◆ **Task**: Ignoring the pictures, repeat every entry below exactly as it appears.

Saved data entries:
^^^^^^^^

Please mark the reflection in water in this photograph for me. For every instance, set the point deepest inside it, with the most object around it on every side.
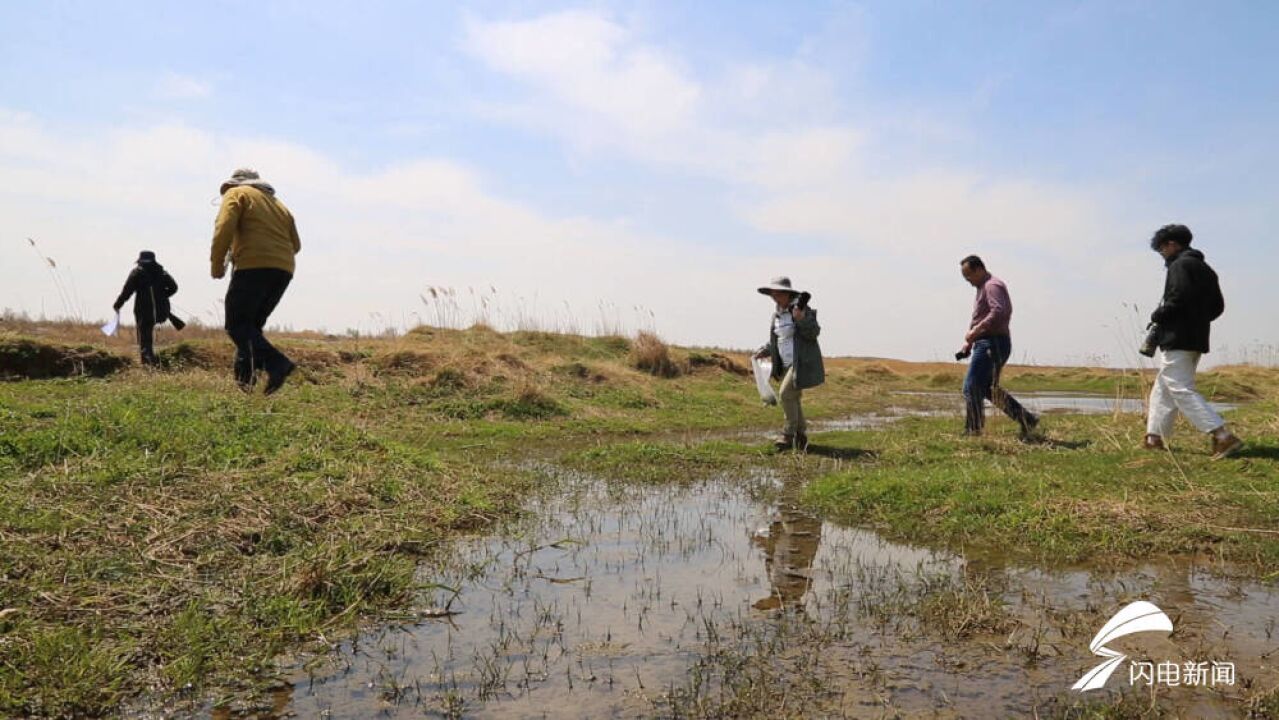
(612, 595)
(789, 546)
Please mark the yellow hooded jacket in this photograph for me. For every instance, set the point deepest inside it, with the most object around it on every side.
(257, 229)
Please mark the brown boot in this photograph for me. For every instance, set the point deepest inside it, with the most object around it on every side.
(1225, 445)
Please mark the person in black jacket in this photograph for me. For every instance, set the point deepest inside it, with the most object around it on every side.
(151, 287)
(1192, 301)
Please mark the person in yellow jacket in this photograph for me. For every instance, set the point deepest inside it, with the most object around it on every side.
(256, 234)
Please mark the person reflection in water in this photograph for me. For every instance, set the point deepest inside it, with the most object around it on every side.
(789, 549)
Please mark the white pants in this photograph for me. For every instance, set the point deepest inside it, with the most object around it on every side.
(1174, 390)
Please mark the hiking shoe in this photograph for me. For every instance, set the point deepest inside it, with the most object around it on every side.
(1225, 446)
(275, 380)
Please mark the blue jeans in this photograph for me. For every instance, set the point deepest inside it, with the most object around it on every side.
(989, 356)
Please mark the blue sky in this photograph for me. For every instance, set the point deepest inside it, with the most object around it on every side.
(659, 156)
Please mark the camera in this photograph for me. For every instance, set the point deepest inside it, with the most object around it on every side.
(1151, 342)
(801, 301)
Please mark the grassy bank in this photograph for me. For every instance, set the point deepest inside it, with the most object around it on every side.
(169, 536)
(1087, 493)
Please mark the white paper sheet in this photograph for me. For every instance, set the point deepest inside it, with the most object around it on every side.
(111, 325)
(762, 371)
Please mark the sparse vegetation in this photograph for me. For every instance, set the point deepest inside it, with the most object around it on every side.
(161, 530)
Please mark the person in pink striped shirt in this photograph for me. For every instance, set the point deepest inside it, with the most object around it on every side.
(990, 344)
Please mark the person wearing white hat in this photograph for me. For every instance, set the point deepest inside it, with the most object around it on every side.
(256, 234)
(796, 357)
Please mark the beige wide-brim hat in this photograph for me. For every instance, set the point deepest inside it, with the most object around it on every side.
(246, 177)
(780, 283)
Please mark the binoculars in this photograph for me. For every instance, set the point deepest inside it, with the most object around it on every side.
(1151, 342)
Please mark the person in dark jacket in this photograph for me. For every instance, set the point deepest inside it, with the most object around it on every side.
(796, 358)
(150, 285)
(1192, 299)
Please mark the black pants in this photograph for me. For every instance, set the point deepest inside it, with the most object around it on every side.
(251, 298)
(146, 331)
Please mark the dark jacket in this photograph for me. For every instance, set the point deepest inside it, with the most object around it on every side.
(1192, 301)
(152, 287)
(810, 370)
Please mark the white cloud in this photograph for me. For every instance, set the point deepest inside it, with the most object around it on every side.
(175, 86)
(591, 65)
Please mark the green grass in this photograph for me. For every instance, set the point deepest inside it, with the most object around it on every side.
(196, 533)
(1086, 494)
(169, 536)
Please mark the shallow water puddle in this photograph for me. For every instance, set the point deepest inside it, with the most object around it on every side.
(1058, 402)
(622, 601)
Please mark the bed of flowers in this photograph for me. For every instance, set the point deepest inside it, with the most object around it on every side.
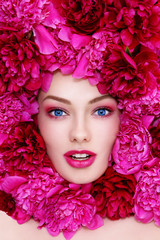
(115, 44)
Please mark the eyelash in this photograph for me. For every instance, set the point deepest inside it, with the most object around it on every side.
(62, 113)
(104, 109)
(57, 109)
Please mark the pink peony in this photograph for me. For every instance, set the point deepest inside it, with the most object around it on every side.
(132, 146)
(27, 151)
(19, 61)
(95, 53)
(124, 76)
(30, 196)
(7, 203)
(138, 21)
(155, 133)
(84, 16)
(147, 196)
(16, 108)
(23, 14)
(149, 104)
(56, 52)
(113, 194)
(69, 211)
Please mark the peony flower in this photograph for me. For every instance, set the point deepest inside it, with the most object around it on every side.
(155, 133)
(19, 58)
(27, 151)
(132, 146)
(113, 194)
(84, 16)
(16, 108)
(124, 76)
(7, 203)
(30, 196)
(56, 52)
(147, 196)
(138, 21)
(149, 104)
(92, 60)
(23, 14)
(71, 210)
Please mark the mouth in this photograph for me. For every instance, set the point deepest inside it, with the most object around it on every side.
(80, 159)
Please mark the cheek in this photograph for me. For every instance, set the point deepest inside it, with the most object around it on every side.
(52, 132)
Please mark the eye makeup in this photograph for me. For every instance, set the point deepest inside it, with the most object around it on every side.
(56, 112)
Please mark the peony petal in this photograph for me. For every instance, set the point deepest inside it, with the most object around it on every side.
(126, 37)
(12, 182)
(68, 234)
(45, 41)
(81, 68)
(3, 137)
(46, 80)
(96, 222)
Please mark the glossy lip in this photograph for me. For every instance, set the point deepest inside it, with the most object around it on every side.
(79, 163)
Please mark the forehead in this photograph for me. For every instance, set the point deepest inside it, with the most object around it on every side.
(66, 86)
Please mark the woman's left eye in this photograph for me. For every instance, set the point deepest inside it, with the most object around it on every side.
(57, 113)
(102, 112)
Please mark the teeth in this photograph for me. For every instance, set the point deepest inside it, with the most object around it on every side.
(80, 156)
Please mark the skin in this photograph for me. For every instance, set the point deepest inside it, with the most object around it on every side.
(85, 120)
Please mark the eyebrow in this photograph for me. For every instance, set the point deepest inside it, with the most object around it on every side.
(63, 100)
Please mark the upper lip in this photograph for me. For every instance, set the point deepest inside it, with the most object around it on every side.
(73, 152)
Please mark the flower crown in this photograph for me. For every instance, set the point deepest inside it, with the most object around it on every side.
(116, 46)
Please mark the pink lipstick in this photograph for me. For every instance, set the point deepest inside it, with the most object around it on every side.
(80, 159)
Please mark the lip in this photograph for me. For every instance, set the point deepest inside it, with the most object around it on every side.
(80, 163)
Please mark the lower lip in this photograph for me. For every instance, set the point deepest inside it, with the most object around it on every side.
(80, 163)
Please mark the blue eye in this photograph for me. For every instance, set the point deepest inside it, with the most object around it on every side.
(57, 113)
(102, 112)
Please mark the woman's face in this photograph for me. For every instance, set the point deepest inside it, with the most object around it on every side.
(79, 127)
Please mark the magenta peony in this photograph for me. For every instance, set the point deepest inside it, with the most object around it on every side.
(113, 194)
(19, 58)
(155, 133)
(16, 108)
(132, 146)
(27, 151)
(84, 16)
(147, 196)
(70, 211)
(124, 76)
(23, 14)
(7, 203)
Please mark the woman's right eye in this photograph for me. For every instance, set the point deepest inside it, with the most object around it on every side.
(57, 113)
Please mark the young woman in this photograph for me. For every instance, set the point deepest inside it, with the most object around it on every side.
(79, 131)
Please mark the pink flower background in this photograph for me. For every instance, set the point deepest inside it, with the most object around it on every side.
(116, 46)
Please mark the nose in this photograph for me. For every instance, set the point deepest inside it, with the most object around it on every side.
(80, 131)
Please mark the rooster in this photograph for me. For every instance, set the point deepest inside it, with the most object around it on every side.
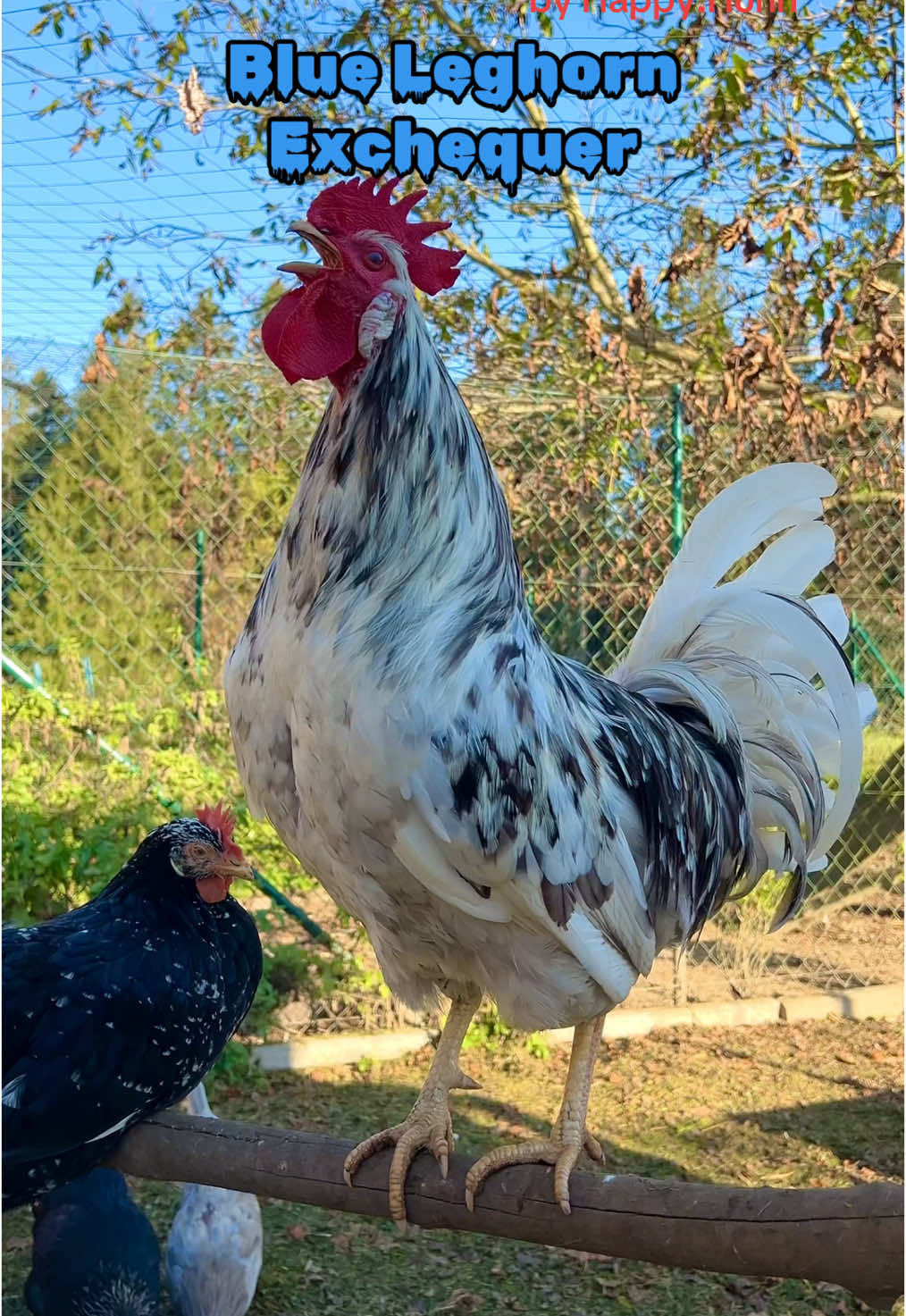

^^^^^^^^

◆ **Exercise response**:
Please mark the reflection in water in this photograph for me. For every instance, set the point deepest inside it, with the most object around it on every side.
(612, 595)
(789, 546)
Please mark the yellow hooded jacket in this photograph for me. For every instance, set the point deepest inside it, with the most object around it on every side.
(257, 229)
Please mark the brown boot in this photograph for me. For every instance, set the point deepest inside it, with the most object around it on every side.
(1225, 445)
Please mark the person in black jacket in this photograph for me. For every instance, set the point deepest inside it, with the most object around it on every side.
(151, 287)
(1192, 301)
Please mark the person in yellow jacket in this photograph for me. For every instance, set the point deepest inside it, with the most object around it on every side.
(256, 234)
Please mark the person reflection in water in this photograph for me. For every instance, set the point deepest inside it, with the most object around it on every side.
(789, 549)
Please mark the white pants in this photograph for me. For every instance, set the point deepest inside it, with the most object around it on every side.
(1174, 390)
Please mark the hiking shoe in this photograph for me. For every instance, set the point deepest inside it, with the most object around it on every side.
(1225, 446)
(275, 380)
Please mark the blue jeans in this photograph for me. For every instance, set the point deepest inside it, with the most object around it on every side.
(989, 356)
Please mark the blue sky in this photograph for me. For every instance, set the point deepest inside it, with the most object around it on every side.
(659, 156)
Please mark the camera in this photograph for me. For every instance, set the point deepest inside it, with the most object around it on every side.
(1151, 342)
(801, 301)
Please mark the grassy bank in this photograph for me. For every instance, set the point deepest inside it, with the most object around it on every side.
(169, 536)
(1087, 493)
Please mark the white paper sheet in this photograph for me. For every instance, set the point deepest inside it, with the most object around it on every side.
(111, 325)
(762, 371)
Please mark the sparse vegetation in this photograph for me. For every instance, set the point deepest inside it, with the most object around it on every side.
(161, 530)
Please mark the person in pink striped shirt in this photograph for me. For every instance, set the point deepest inside it, with the most object around it on every side.
(990, 344)
Please mark the person wearing white hat in this photograph for me. For every instance, set the point deepest inside it, with the most object around it on every side.
(256, 234)
(796, 357)
Please mark the beige wide-brim hat in this photograph for me. For every instance, set the point deepest inside it, with the most object around it on every side.
(246, 177)
(780, 283)
Please mark the binoculars in this photograph for me. For every instance, set the point deepest inside it, with the most object around it on every side.
(1151, 342)
Please mark the person in dark jacket in this photograph for me. For every instance, set the point deepest inside it, with the most object around it on every side.
(796, 358)
(150, 285)
(1192, 299)
Please mark the black pants in this photograph for me. For every instance, set the point deepest inside it, with the most object around it on every side.
(251, 298)
(146, 331)
Please mark the dark jacket in this photograph for me. For every instance, set the point deepest inside it, with the most object around it on every side.
(1192, 301)
(152, 287)
(810, 370)
Please mark the white cloud in this photograph for me. For every instance, set the point deepest inside it, with the most object around it on every side.
(175, 86)
(591, 65)
Please mark the green grass in this photograph for me. For every instance, set the point deepest inside it, with the most object around it on every side.
(196, 533)
(1086, 494)
(169, 536)
Please mark the shallow water puddle in this photograph for me. For every instance, set the point deepest inside it, with the most object around it on every side.
(1058, 402)
(622, 601)
Please mark the bed of flowers in this photograph for me. For every instance, set the point deepest inside it, with the most object around it on every side.
(115, 44)
Please mark the eyelash in this photograph for me. For every instance, set the point deepest inside it, with the most object around it on every side.
(62, 113)
(104, 109)
(57, 109)
Please mark the pink peony in this photograph for me. For every instance, set the point deepest inside it, with the most object around it on every side.
(132, 146)
(27, 151)
(19, 61)
(95, 53)
(124, 76)
(30, 196)
(7, 203)
(138, 21)
(155, 133)
(84, 16)
(147, 196)
(16, 108)
(23, 14)
(149, 104)
(56, 52)
(113, 194)
(69, 211)
Please mark the peony flower in this photograph for me. For every instance, set the point deepest inside it, with the most object around it on every side.
(155, 133)
(19, 58)
(27, 151)
(132, 146)
(113, 194)
(84, 16)
(16, 108)
(124, 76)
(7, 203)
(30, 196)
(56, 52)
(147, 196)
(138, 21)
(149, 104)
(92, 60)
(23, 14)
(71, 210)
Please mark the mouth in this photograph for me. For every instance, set the point deepest inside it, with the most object around it on every side.
(80, 159)
Please mark the cheek in this photograph for me. For every instance, set the point deepest inside it, with the most object around it on every side.
(52, 132)
Please mark the eye makeup in this photograph for me. For every instance, set the point deepest inside it, with the most object around it on every side.
(56, 112)
Please mark the peony petal in this photograph for me. For every instance, set the point deepest inside it, with the most object around it on every side.
(126, 37)
(12, 182)
(68, 234)
(45, 41)
(81, 68)
(3, 137)
(46, 80)
(96, 222)
Please mark the glossy lip in this photograph for me. For every instance, set the point deepest inside it, with the most object around it on every side.
(79, 163)
Please mark the forehead in this photograph for me. For every instance, set the point deepest inside it, with the most object around it on every side.
(66, 86)
Please mark the woman's left eye in this photograph for me. For every instance, set the point deepest inside it, with the most object around it on every side.
(57, 113)
(102, 112)
Please mark the teeth in this photograph for me. For every instance, set the point deepest inside it, with the most object around it on every side.
(80, 156)
Please mark the skin in this photograph for me. For every instance, set the point deepest inside it, with the most object around it on every side.
(85, 120)
Please mark the eyebrow in this photograph for me. For every instance, set the point deepest inside it, with the most object around it on every side.
(63, 100)
Please mark the upper lip in this photograph for me. For every instance, set the point deepest inside it, with the most object around it on every side.
(73, 152)
Please mark the flower crown in this photograph for me. For every instance, set the point deepest inside it, with the most object around it on every side.
(116, 46)
Please mark the pink lipstick in this photograph for me. For every instance, set the point deepest inside it, with the most object around it on every side.
(80, 159)
Please mark the lip in this photograph for me. For every instance, set the point deepest inside it, with the most object around it on every side.
(80, 163)
Please mark the lower lip in this photograph for me. For every instance, set the point deepest inside it, with the most object around it on every side.
(80, 163)
Please mark the blue eye in this photograph for me. For every instance, set the point deepest inside it, with the most object around it on every side.
(57, 113)
(102, 112)
Please mark the woman's face in this photograph for me. For every instance, set the point deepest inside it, with the most object around it on every side.
(79, 127)
Please mark the magenta peony in this photograph for me. For every instance, set the point deepest inside it, with the most object around it on every side.
(113, 194)
(19, 58)
(155, 133)
(16, 108)
(132, 146)
(27, 151)
(84, 16)
(147, 196)
(70, 211)
(124, 76)
(23, 14)
(7, 203)
Please mark the woman's right eye in this photograph for me. For every instance, set the point deepest inside it, with the most object around it on every side.
(57, 113)
Please mark the young woman in this photograph for me. For every instance, set the point deepest inside it, with the most object around it on every side.
(79, 131)
Please mark the pink flower background in this photograph for me. For every instance, set the point deepest inside it, with the most object around it on every side.
(116, 46)
Please mark the nose in this photograph for me. For every instance, set the point deepest inside it, with the most object around it on every side.
(80, 131)
Please mark the rooster in this photograph for me. For every instance, set the point deepest inside it, with the most object around it on every side.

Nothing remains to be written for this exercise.